#### What the task asks
Please convert the rows below, from the line containing "Return one point for each instance of the pink striped" through the end of the rows, into a JSON list of strings with one string per line and no blank lines. Leave the pictures out.

┄┄┄┄┄┄┄┄┄┄

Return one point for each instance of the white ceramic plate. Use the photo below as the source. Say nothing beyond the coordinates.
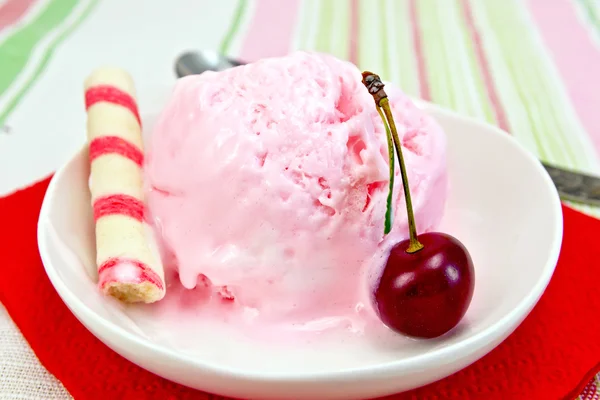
(503, 206)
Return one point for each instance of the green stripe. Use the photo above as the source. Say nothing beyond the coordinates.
(521, 62)
(234, 27)
(328, 24)
(480, 96)
(17, 48)
(405, 72)
(516, 50)
(591, 14)
(54, 10)
(531, 80)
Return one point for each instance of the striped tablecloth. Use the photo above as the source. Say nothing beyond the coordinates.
(530, 66)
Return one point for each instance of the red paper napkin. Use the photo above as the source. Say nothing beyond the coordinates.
(552, 355)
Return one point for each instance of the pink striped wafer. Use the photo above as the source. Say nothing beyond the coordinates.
(129, 267)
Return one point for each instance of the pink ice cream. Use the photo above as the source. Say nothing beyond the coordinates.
(268, 182)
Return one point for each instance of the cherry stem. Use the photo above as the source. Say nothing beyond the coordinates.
(375, 86)
(388, 208)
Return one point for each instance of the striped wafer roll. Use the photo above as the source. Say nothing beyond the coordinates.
(129, 267)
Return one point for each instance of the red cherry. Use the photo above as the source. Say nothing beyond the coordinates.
(426, 293)
(428, 280)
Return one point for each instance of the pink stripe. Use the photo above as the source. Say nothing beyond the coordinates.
(418, 46)
(12, 11)
(119, 204)
(115, 145)
(146, 273)
(271, 30)
(500, 115)
(576, 57)
(354, 32)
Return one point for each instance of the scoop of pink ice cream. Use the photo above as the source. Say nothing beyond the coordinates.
(271, 179)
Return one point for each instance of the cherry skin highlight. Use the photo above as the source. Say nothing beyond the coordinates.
(426, 293)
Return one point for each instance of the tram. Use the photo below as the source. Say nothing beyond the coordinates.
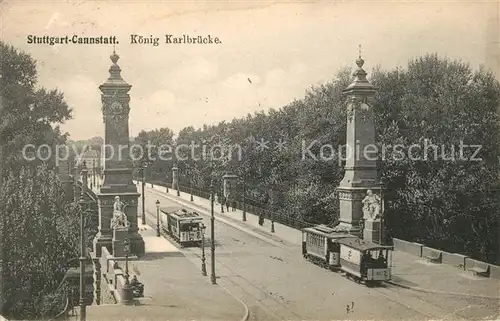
(319, 245)
(360, 260)
(182, 225)
(365, 261)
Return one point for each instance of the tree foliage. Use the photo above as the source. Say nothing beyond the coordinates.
(40, 237)
(38, 228)
(448, 202)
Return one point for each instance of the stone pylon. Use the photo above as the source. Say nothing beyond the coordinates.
(361, 159)
(117, 162)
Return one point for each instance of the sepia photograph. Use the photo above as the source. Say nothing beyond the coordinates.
(247, 160)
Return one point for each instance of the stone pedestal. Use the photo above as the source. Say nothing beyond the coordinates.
(361, 155)
(105, 236)
(351, 208)
(127, 295)
(371, 232)
(117, 162)
(119, 236)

┄┄┄┄┄┄┄┄┄┄

#### Full solution
[
  "Return one point for each instance of the pink striped wafer. Use the photo above as the source. Say nothing beyond the coordinates.",
  "(129, 267)",
  "Return one point for each instance of the pink ice cream. Use the photo above as the source. Say nothing beyond the coordinates.",
  "(268, 182)",
  "Return one point for each instance of the cherry stem. Use the photo above as the source. Say nothing beyond the coordinates.",
  "(375, 86)",
  "(388, 208)",
  "Return one point for each instance of the striped wafer roll. Use the photo above as the source. Say nothing beyond the coordinates.",
  "(129, 267)",
  "Return one point for each instance of the red cherry. Use the photo above as the source. Say nothing beyond the coordinates.",
  "(426, 293)",
  "(428, 280)",
  "Return one point for each instance of the pink stripe. Use the photo above as the source. Say nothing beyond the coordinates.",
  "(418, 46)",
  "(12, 11)",
  "(119, 204)",
  "(115, 145)",
  "(146, 273)",
  "(271, 30)",
  "(500, 115)",
  "(576, 57)",
  "(354, 32)",
  "Return one point for each instance of the scoop of pink ice cream. Use the photo above as the source. Say nothing beyond the coordinates.",
  "(271, 179)",
  "Return one point for each instance of the cherry skin highlight. Use the photo above as the source. Say nothing beyond the coordinates.",
  "(426, 293)",
  "Return one point for each instance of the tram. Use the photo below as the source. Say nothing beyond the coordinates.",
  "(319, 245)",
  "(360, 260)",
  "(182, 225)",
  "(365, 261)",
  "Return one point for each instance of the tree foliage. Use the photo above as the source. Say nothing beyond the coordinates.",
  "(40, 237)",
  "(38, 228)",
  "(448, 202)",
  "Return one point for each instance of the stone pylon. Use the photo above as the source. Say nothing beyond the coordinates.",
  "(361, 159)",
  "(117, 162)",
  "Return one point for each instance of the sepia photograph. Use the photo above as the source. Say nothing beyond the coordinates.",
  "(247, 160)",
  "Return one point for each instance of the stone pedestal. Use the photo above as the source. Say nothing beyond the coordinates.",
  "(361, 155)",
  "(105, 236)",
  "(351, 208)",
  "(127, 295)",
  "(371, 232)",
  "(117, 162)",
  "(119, 236)"
]